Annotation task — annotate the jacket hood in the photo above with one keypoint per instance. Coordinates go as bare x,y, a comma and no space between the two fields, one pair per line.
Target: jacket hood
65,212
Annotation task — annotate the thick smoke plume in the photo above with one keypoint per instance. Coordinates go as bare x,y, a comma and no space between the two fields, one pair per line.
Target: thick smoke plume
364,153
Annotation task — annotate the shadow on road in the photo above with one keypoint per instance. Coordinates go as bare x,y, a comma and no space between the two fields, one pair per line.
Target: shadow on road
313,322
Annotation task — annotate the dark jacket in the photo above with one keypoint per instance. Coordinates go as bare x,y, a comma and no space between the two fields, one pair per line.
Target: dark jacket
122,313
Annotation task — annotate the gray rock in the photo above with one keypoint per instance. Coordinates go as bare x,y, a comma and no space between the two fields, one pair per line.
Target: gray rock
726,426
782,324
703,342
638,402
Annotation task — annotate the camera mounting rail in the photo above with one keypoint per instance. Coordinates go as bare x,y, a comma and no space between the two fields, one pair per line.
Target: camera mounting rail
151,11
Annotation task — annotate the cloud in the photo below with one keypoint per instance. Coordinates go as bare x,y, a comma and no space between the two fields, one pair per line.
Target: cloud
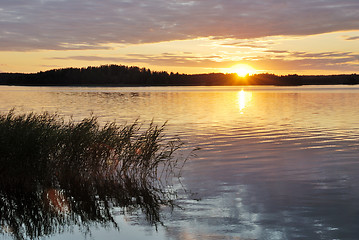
352,38
277,61
90,24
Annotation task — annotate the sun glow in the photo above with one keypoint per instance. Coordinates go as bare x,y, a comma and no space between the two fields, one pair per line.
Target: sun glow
243,98
242,70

- _Given instruction_
Copy the material word for word, from the line containing "Annotation task — annotate the cloud" through the end of the material, leaving out the pictures.

- _Exercise solution_
Annotation task — annotate the cloud in the photo below with one keypoint per instance. Coordinates go as bare x,y, a comma and no space between the two fields, one pair per line.
Target: cloud
352,38
277,61
90,24
Annotation task — annotate the sun glow in the photo above with one keypoint per instance. Coordinates go as bare x,y, a comma and no space between the two fields, one pair per line.
Target: sun glow
243,98
242,70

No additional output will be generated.